"""
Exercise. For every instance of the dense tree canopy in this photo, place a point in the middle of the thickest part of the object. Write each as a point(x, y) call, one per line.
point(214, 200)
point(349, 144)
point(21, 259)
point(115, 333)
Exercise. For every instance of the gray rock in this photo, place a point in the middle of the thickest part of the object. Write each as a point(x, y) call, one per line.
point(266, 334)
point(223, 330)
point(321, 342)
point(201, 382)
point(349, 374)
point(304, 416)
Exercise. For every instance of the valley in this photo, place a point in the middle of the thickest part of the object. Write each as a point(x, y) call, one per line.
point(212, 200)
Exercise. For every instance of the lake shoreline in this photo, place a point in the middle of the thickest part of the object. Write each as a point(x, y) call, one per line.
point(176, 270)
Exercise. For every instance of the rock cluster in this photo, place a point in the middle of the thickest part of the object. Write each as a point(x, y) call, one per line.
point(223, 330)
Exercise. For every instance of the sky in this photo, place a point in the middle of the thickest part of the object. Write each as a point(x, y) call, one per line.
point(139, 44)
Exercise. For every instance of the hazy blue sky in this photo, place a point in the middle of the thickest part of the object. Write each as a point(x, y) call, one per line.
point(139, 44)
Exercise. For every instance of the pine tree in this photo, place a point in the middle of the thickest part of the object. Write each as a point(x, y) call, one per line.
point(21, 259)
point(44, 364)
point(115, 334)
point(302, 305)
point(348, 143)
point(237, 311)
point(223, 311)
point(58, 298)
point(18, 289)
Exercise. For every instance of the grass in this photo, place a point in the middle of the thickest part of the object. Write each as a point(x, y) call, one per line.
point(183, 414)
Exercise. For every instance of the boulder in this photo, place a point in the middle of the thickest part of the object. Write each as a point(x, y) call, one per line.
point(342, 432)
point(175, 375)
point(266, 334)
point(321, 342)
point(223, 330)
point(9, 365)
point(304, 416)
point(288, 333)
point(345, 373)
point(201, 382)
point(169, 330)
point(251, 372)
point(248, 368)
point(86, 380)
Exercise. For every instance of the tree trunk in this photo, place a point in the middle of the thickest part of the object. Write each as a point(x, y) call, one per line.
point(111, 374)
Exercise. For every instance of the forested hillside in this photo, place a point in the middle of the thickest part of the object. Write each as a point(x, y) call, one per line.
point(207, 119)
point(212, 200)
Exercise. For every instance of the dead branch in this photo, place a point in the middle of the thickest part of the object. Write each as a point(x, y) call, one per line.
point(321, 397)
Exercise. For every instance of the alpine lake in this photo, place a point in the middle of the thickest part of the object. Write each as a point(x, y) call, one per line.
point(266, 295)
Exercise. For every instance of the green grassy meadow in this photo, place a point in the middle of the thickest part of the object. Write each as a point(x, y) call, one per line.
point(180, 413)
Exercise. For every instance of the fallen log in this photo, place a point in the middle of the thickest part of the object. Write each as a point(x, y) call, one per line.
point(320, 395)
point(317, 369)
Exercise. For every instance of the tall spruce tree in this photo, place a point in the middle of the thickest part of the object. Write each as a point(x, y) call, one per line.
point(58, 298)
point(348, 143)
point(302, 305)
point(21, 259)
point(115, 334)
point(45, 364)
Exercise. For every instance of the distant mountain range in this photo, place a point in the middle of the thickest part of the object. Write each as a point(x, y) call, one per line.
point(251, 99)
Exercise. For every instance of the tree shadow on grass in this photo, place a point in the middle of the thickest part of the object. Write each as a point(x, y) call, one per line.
"""
After reading the lines above, reproduce them all exactly.

### [Response to this task]
Exercise. For every instance of the dense tree canopy in this photo, place a point in the middle of the thickest part of the object. Write each as a point(x, y) call, one per line.
point(214, 200)
point(349, 144)
point(21, 259)
point(115, 333)
Exercise. For every instance of the gray rock in this photo, place a point in the middle of the thickest part of the object. Write each as a point(x, y) call, one per line.
point(266, 334)
point(223, 330)
point(321, 342)
point(201, 382)
point(349, 374)
point(304, 416)
Exercise. For every instance of the valley in this photo, place a point in the middle of the thickest part of the object. Write each as a point(x, y) call, one per line.
point(212, 200)
Exercise. For every instance of the lake shoreline in this photo, place a point in the middle of the thickest part of the object. Write each as a point(x, y) call, one per line.
point(176, 270)
Exercise. For every instance of the rock cluster in this photo, place a point in the middle of the thickest part of the object. Write each as a point(x, y) call, one per line.
point(223, 330)
Exercise. For every instance of the sky in this photo, place a point in the middle of the thickest part of the object. Write each as a point(x, y) call, one per line.
point(139, 44)
Exercise. For every instance of the hazy blue sky in this photo, place a point in the middle of the thickest part of the object. Write each as a point(x, y) call, one per line.
point(139, 44)
Exercise. For every instance of the pine tree in this photo, place a point in the middle of the thickest part of the object. Write each as a point(x, y) call, one per line.
point(21, 259)
point(44, 364)
point(115, 334)
point(302, 305)
point(348, 143)
point(237, 311)
point(223, 311)
point(58, 298)
point(18, 289)
Exercise. For every instance of the grass in this photo, place a point in the middle of the thickest part of the object. Write each as a point(x, y) call, one per line.
point(183, 414)
Exercise. For every instance of the boulder in this photo, place a point in the middle of the thickest part of the object. Write each as a point(x, y) call, one per line.
point(342, 432)
point(175, 375)
point(266, 334)
point(321, 342)
point(223, 330)
point(9, 365)
point(304, 416)
point(288, 333)
point(345, 373)
point(201, 382)
point(169, 330)
point(251, 372)
point(248, 368)
point(86, 380)
Exercise. For every instance of the tree trunk in this photo, place a point in the middle of the thickest part of the object. Write each as a point(x, y) call, one per line.
point(111, 374)
Exercise. For every instance of the forested hillside in this photo, place a point in the middle of the thickest part of the object. Write each as a point(x, y) call, one per line.
point(207, 119)
point(212, 200)
Exercise. For every instance of the dead branch in this photo, place a point in the middle of the thickest part of the object. Write each as a point(x, y) call, one per line.
point(321, 397)
Exercise. For every instance of the alpine lake in this photo, place a point in the middle of the thickest part of the object. Write each as a point(x, y) call, one per line.
point(266, 295)
Exercise. For every instance of the green grassy meadow in this photo, place a point in the middle of the thickest part of the object. Write each as a point(x, y) call, one per line.
point(180, 413)
Exercise. For every instance of the fallen log in this photo, place a point in the middle of the thickest part of the object. Write each as a point(x, y) call, one per line.
point(320, 395)
point(317, 369)
Exercise. For every instance of the tall spruce tree in this photo, place a point in the middle of the thickest part of the object. Write each as a point(x, y) call, one per line.
point(58, 298)
point(348, 143)
point(302, 305)
point(21, 259)
point(115, 334)
point(45, 364)
Exercise. For every instance of the distant mountain range in this photo, place a point in the middle of the thickest part of the object. Write each as a point(x, y) call, one per line.
point(251, 99)
Exercise. For every instance of the tree shadow on grass in this photo, place a point in the middle of the thickest part of the object. Write each as a point(x, y) call, one per line.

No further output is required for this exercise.